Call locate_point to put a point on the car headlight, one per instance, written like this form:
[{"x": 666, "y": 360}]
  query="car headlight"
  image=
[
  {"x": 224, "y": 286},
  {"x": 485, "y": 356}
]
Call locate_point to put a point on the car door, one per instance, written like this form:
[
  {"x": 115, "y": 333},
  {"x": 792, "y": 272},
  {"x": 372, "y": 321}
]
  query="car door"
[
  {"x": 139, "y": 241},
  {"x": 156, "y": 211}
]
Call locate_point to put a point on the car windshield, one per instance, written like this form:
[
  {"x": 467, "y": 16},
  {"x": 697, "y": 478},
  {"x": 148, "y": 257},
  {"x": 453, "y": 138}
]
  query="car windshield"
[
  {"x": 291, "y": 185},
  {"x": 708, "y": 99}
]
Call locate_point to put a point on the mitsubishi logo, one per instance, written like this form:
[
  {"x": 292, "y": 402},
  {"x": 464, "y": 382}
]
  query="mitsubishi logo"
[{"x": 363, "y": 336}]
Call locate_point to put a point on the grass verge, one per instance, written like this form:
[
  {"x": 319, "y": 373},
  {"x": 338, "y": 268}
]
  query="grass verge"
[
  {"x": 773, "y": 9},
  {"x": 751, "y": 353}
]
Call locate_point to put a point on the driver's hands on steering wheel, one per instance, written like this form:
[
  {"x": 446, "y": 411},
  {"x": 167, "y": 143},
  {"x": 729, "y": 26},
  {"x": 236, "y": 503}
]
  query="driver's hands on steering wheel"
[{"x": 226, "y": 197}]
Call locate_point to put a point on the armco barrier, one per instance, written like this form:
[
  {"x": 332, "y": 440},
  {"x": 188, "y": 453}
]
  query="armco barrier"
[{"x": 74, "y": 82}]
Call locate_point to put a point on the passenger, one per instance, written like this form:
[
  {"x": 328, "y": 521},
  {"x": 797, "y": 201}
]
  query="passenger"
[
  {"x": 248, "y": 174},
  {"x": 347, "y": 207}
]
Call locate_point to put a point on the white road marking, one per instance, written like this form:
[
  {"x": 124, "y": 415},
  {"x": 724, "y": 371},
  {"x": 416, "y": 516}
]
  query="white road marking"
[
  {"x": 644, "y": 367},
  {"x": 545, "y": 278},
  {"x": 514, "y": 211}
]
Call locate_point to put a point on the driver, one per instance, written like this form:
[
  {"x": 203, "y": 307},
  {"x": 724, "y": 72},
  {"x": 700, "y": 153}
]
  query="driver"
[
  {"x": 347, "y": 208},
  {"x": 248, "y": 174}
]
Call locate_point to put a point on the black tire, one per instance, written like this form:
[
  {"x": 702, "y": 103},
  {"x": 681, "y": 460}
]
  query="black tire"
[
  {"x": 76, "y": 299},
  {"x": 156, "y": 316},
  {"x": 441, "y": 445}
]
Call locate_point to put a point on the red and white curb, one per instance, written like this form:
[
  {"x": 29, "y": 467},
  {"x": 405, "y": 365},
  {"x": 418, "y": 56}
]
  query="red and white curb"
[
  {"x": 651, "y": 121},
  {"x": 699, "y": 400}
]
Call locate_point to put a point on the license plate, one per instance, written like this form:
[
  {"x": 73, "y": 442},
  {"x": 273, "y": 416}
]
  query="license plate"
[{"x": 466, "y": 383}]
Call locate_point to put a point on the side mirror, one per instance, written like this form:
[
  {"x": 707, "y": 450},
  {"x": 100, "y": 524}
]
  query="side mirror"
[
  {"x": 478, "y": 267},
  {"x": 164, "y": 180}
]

◆ **Stated goal**
Repeat all of the records above, swapping each "locate_point" for "mark_point" and leaving everything else as it stands.

◆ **Answer to this task**
Call mark_point to put a point on the car headlight, one per instance, written like this form:
[{"x": 666, "y": 360}]
  query="car headlight"
  image=
[
  {"x": 224, "y": 286},
  {"x": 485, "y": 356}
]
Call mark_point to put a point on the car door, one per instance, written like this form:
[
  {"x": 115, "y": 333},
  {"x": 792, "y": 272},
  {"x": 372, "y": 321}
]
  query="car door"
[
  {"x": 139, "y": 241},
  {"x": 156, "y": 211}
]
Call mark_point to put a point on the car windshield, one per instance, written like this form:
[
  {"x": 467, "y": 16},
  {"x": 697, "y": 478},
  {"x": 148, "y": 257},
  {"x": 453, "y": 138}
]
  query="car windshield"
[
  {"x": 291, "y": 185},
  {"x": 708, "y": 99}
]
Call mark_point to put a point on the mitsubishi logo, one per instance, written like this form:
[
  {"x": 292, "y": 402},
  {"x": 464, "y": 382}
]
  query="mitsubishi logo"
[{"x": 363, "y": 336}]
Call mark_point to put a point on the grass verge, one per instance, written like this form:
[
  {"x": 319, "y": 373},
  {"x": 338, "y": 268}
]
  query="grass verge"
[
  {"x": 773, "y": 9},
  {"x": 751, "y": 353}
]
Call mark_point to put a point on the driver's hands on steering wheel, one per instance, written like this form:
[
  {"x": 446, "y": 411},
  {"x": 167, "y": 143},
  {"x": 729, "y": 26},
  {"x": 236, "y": 503}
]
  query="driver's hands on steering wheel"
[{"x": 226, "y": 197}]
Call mark_point to put a point on the armco barrier, one per instance, written like this form:
[
  {"x": 332, "y": 440},
  {"x": 188, "y": 453}
]
  query="armco barrier"
[{"x": 74, "y": 82}]
Call mark_point to put a point on the passenger, one per instance, written like this form:
[
  {"x": 328, "y": 521},
  {"x": 797, "y": 201}
]
  query="passenger"
[
  {"x": 248, "y": 174},
  {"x": 347, "y": 207}
]
Call mark_point to put a point on the white road marking, one per instance, written like this form:
[
  {"x": 124, "y": 415},
  {"x": 724, "y": 371},
  {"x": 416, "y": 516}
]
  query="white road marking"
[
  {"x": 644, "y": 367},
  {"x": 545, "y": 278},
  {"x": 514, "y": 211}
]
Call mark_point to put a point on the driver, one per instance, written like this form:
[
  {"x": 203, "y": 307},
  {"x": 724, "y": 72},
  {"x": 700, "y": 153}
]
  query="driver"
[
  {"x": 347, "y": 208},
  {"x": 248, "y": 174}
]
Call mark_point to put a point on the black tire, one per instance, written like this form:
[
  {"x": 702, "y": 103},
  {"x": 681, "y": 460}
]
  query="black tire"
[
  {"x": 76, "y": 299},
  {"x": 156, "y": 316},
  {"x": 441, "y": 445}
]
Call mark_point to put a point on the red and white curb, one per instance, written like this form:
[
  {"x": 29, "y": 467},
  {"x": 405, "y": 365},
  {"x": 418, "y": 56}
]
  query="red and white curb"
[
  {"x": 651, "y": 121},
  {"x": 699, "y": 400}
]
Call mark_point to put a point on the license plate, one per instance, written like this form:
[
  {"x": 73, "y": 442},
  {"x": 273, "y": 416}
]
  query="license plate"
[{"x": 466, "y": 383}]
Call mark_point to put a point on the side mirror, one per instance, written like this form:
[
  {"x": 707, "y": 450},
  {"x": 100, "y": 524}
]
  query="side mirror"
[
  {"x": 478, "y": 267},
  {"x": 164, "y": 180}
]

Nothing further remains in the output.